Set problem: Quote word for word from the line holding "Return a point for each instance of the parked" to the last line below, including both, and omit any pictures.

Dataset rows on where objects appear:
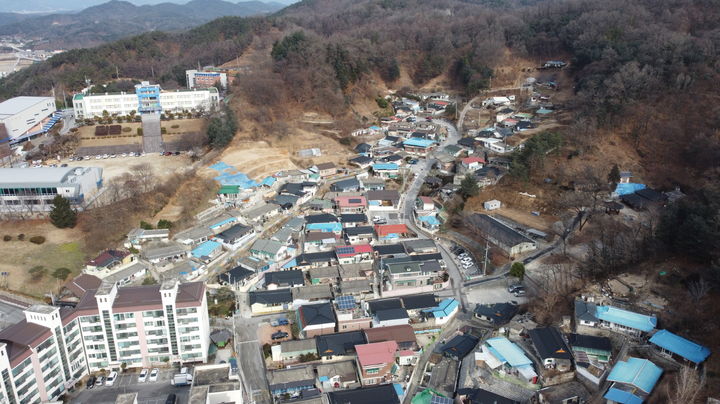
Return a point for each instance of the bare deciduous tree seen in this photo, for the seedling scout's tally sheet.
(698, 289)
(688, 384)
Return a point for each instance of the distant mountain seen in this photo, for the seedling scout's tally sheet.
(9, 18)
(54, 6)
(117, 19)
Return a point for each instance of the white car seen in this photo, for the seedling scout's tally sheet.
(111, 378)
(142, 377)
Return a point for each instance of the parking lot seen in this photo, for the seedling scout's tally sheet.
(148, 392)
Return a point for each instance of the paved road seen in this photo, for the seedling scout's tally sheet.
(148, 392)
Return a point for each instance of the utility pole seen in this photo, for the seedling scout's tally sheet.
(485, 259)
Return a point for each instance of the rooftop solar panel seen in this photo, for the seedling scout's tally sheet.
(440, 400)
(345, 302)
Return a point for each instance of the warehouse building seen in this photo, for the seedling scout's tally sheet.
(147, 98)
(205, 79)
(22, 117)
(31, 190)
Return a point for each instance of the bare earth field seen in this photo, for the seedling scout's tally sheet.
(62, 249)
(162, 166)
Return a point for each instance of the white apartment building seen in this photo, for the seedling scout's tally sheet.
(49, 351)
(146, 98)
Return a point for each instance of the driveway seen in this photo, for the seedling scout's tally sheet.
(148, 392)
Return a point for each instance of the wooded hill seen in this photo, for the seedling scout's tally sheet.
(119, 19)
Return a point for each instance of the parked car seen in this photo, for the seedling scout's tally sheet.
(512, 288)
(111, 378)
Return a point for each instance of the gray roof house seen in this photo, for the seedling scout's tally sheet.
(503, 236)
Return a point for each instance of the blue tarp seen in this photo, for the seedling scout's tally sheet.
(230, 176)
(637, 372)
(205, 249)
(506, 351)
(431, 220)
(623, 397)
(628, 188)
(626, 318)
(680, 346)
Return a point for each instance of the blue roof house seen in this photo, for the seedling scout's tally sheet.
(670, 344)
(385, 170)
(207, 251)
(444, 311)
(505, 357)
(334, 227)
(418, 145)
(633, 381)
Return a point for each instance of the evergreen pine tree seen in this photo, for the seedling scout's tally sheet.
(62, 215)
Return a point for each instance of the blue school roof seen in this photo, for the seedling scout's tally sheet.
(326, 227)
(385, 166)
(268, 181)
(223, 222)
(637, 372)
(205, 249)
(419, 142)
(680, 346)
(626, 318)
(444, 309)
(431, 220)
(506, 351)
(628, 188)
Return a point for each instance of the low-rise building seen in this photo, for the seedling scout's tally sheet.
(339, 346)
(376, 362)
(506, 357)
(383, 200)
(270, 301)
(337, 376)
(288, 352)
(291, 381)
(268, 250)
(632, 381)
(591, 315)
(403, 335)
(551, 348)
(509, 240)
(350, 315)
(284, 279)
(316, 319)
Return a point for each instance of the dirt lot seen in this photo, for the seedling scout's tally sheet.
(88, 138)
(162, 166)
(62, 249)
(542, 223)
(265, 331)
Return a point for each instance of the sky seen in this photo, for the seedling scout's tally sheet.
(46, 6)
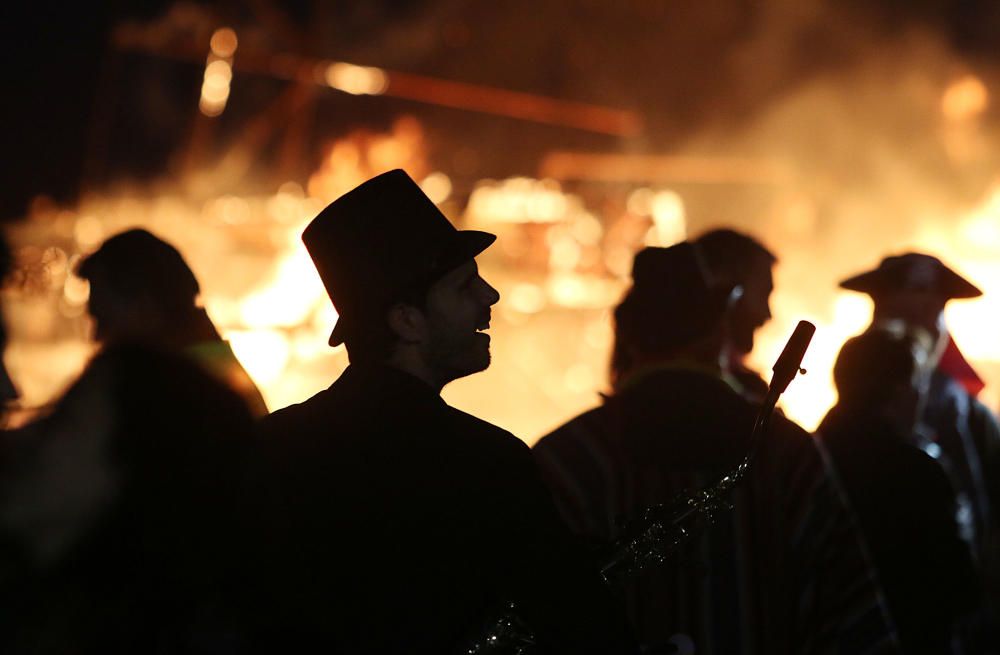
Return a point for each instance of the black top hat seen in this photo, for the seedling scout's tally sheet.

Full answer:
Return a point for each instance of the parked car seen in this photo, for the seedling scout's tally sheet.
(512, 288)
(111, 378)
Return a point for each instance of the gray roof house seen in this photo, for the seedling scout's tally sheet.
(503, 236)
Return a point for each instance of the blue tarp seen in this photo, for the seedling scout's tally sheet.
(230, 176)
(637, 372)
(205, 249)
(506, 351)
(431, 220)
(623, 397)
(628, 188)
(626, 318)
(680, 346)
Return a point for each instance of the blue roof house seen in this photo, for the seedling scout's tally sheet.
(670, 344)
(385, 170)
(207, 251)
(444, 311)
(505, 357)
(334, 227)
(418, 145)
(633, 381)
Return a point for each instance of the evergreen pine tree seen in this photo, for the seedling scout's tally sheet.
(62, 215)
Return a point for each instance of the blue school roof seen in this photo, for the seedling scout's tally sheet.
(326, 227)
(385, 166)
(268, 181)
(223, 222)
(637, 372)
(205, 249)
(419, 142)
(680, 346)
(626, 318)
(444, 309)
(431, 220)
(506, 351)
(628, 188)
Return a point for each instance of the low-rise building seen in this photo, for the seedling scout's tally sheet.
(339, 346)
(376, 362)
(506, 357)
(383, 200)
(270, 301)
(337, 376)
(288, 352)
(291, 381)
(268, 250)
(632, 381)
(591, 315)
(403, 335)
(551, 348)
(509, 240)
(350, 315)
(284, 279)
(316, 319)
Return a point for each instance of the dirt lot seen in this photo, for the seedling scout's tally sheet.
(88, 138)
(162, 166)
(62, 249)
(542, 223)
(265, 331)
Return a point for each instance of the sky seen in this photo, for the seedling scout's tally sheet.
(46, 6)
Return a point for each instance of the black top hat seen in this photo, for the seedling scout's tally sheet.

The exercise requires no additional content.